* Required action *
Find the line with "of the speaker" in the data below, then restate it and all remaining lines exactly, adding nothing.

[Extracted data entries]

- - - - - - -

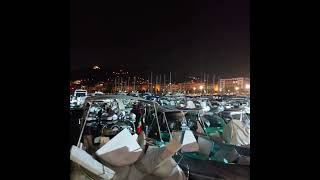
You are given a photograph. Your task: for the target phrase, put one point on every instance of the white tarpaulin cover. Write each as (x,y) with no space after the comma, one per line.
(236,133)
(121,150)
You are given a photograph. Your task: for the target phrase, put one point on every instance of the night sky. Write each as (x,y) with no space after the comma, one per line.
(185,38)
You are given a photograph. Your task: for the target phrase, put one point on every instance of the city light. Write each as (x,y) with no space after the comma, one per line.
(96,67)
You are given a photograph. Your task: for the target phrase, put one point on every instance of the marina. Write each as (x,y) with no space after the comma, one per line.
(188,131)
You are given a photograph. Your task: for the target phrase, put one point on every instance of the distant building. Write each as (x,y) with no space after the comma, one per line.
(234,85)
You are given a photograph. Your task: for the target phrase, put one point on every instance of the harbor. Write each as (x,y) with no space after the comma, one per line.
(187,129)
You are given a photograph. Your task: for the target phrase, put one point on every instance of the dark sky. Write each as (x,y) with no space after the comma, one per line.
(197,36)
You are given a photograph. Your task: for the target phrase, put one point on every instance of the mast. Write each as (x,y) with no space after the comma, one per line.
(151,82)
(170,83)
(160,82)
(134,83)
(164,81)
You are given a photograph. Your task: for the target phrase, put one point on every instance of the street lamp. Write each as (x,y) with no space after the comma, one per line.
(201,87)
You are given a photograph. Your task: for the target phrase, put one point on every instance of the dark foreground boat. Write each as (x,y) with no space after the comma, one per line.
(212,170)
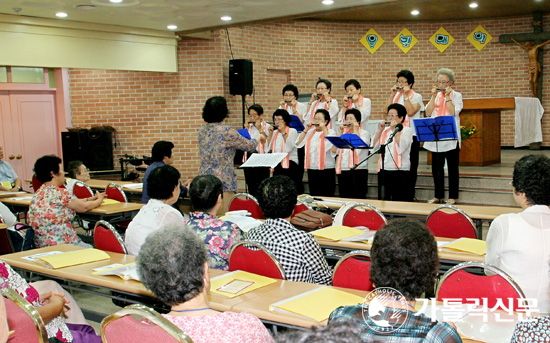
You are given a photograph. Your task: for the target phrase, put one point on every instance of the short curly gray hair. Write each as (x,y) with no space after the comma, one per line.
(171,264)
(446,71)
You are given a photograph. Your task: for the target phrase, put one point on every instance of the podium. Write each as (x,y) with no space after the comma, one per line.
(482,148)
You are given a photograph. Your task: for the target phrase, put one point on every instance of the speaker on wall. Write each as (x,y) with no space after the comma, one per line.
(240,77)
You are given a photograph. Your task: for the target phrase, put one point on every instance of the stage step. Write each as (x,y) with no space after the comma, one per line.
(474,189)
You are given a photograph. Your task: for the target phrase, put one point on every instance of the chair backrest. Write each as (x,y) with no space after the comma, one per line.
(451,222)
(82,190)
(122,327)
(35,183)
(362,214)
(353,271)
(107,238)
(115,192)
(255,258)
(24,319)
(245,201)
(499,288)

- - - - - - -

* Result *
You are given a photograph. Your task: for the target phrase, put one point on every instance of the speaker on wall. Write each as (x,y) with no space after the comma, one per line.
(240,77)
You are given a photograph. Your task: for the target phrase, put one point on every instance of the stage step. Write each as (x,y) with no space after the comma, one per line.
(474,189)
You are given a photograph. Your task: for the target phrase, put one point on every instance of the chair backrest. Write each as (x,y) with no space after the comma, one per line.
(451,222)
(82,190)
(122,327)
(35,183)
(362,214)
(353,271)
(107,238)
(115,192)
(255,258)
(24,319)
(245,201)
(499,288)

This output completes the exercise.